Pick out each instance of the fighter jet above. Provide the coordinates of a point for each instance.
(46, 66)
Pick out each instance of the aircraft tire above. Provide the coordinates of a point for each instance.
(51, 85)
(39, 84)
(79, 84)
***
**EXERCISE INSTRUCTIONS**
Rewrite all of the data above as a numbered list, one entry per line, with any blank lines dropped.

**RESPONSE TO THE TASK**
1. Pick out each instance of the fighter jet above. Provide the coordinates of a point for each instance.
2. (46, 66)
3. Pick out each instance of the aircraft tire above. Provide the coordinates of a point for each instance.
4. (51, 85)
5. (39, 84)
6. (79, 84)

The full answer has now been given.